▸ **OPDRACHT A**: Neem uit de tekst over het mausoleum letterlijk het stuk over tussen "Het achthoekig mausoleum" en "hier begraven liggen.", beide inbegrepen.

▸ **TEKSTBLOK**:
• • • • • • •

Het achthoekig mausoleum en ontvangstgebouw is gebouwd in 1956-58. Rond de
kapel liggen acht zerken waarop de namen en plaatsen van de 53 verdwenen begraafplaatsen
staan vanwaar de gesneuvelden waren overgebracht. In de kapel is het koud en
donker. In het midden ondersteunt een pilaar het gewelfd dak. De pilaar zelf
rust op een Grieks kruis met stenen leeuwenkoppen. De muren zijn met mozaïek en
bladgoud versiert. Recente lauwerkransen liggen tegen de muur. In de ontvangst
ruimte staat een antieke kast met twaalf boeken. Het register met alle bekende
namen van de slachtoffers die hier begraven liggen.

• • • • • • •

▸ **AANGELEVERDE GEGEVENS**:
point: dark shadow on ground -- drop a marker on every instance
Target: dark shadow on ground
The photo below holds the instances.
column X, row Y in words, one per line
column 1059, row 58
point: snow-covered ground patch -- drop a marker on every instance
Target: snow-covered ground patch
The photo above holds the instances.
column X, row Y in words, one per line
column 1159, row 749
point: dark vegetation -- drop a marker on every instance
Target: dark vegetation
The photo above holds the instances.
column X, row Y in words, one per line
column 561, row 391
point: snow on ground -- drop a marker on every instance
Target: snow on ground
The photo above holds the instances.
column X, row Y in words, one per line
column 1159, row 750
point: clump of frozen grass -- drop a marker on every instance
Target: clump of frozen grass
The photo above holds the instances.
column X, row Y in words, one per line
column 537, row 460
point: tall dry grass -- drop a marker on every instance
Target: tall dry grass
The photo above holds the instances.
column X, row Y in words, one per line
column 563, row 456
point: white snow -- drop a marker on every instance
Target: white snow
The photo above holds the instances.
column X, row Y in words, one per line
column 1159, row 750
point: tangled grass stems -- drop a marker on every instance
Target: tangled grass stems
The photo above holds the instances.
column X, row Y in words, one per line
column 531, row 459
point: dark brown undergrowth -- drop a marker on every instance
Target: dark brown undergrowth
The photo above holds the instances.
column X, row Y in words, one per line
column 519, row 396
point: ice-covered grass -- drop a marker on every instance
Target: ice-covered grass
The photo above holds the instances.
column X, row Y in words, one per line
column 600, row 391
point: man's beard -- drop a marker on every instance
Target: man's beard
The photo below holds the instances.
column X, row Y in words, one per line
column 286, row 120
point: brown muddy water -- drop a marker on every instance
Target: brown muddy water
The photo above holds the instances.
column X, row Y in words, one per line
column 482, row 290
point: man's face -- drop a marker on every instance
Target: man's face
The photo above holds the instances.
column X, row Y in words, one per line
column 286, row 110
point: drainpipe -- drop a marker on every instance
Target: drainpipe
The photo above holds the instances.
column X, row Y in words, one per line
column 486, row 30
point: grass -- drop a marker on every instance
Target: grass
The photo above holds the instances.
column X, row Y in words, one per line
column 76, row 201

• • • • • • •

▸ **OPDRACHT B**: Zet de records tussen de regel met "point: man's beard" en het einde van de records, beide inbegrepen, om naar een CSV met twee kolommen, vraag en antwoord. Maak één rij per record, met elk veld tussen aanhalingstekens en regeleinden vervangen door spaties.

▸ **VERWACHT RESULTAAT A**:
Het achthoekig mausoleum en ontvangstgebouw is gebouwd in 1956-58. Rond de
kapel liggen acht zerken waarop de namen en plaatsen van de 53 verdwenen begraafplaatsen
staan vanwaar de gesneuvelden waren overgebracht. In de kapel is het koud en
donker. In het midden ondersteunt een pilaar het gewelfd dak. De pilaar zelf
rust op een Grieks kruis met stenen leeuwenkoppen. De muren zijn met mozaïek en
bladgoud versiert. Recente lauwerkransen liggen tegen de muur. In de ontvangst
ruimte staat een antieke kast met twaalf boeken. Het register met alle bekende
namen van de slachtoffers die hier begraven liggen.

▸ **VERWACHT RESULTAAT B**:
vraag,antwoord
"point: man's beard -- drop a marker on every instance Target: man's beard The photo below holds the instances. column X, row Y in words, one per line","column 286, row 120"
"point: brown muddy water -- drop a marker on every instance Target: brown muddy water The photo above holds the instances. column X, row Y in words, one per line","column 482, row 290"
"point: man's face -- drop a marker on every instance Target: man's face The photo above holds the instances. column X, row Y in words, one per line","column 286, row 110"
"point: drainpipe -- drop a marker on every instance Target: drainpipe The photo above holds the instances. column X, row Y in words, one per line","column 486, row 30"
"point: grass -- drop a marker on every instance Target: grass The photo above holds the instances. column X, row Y in words, one per line","column 76, row 201"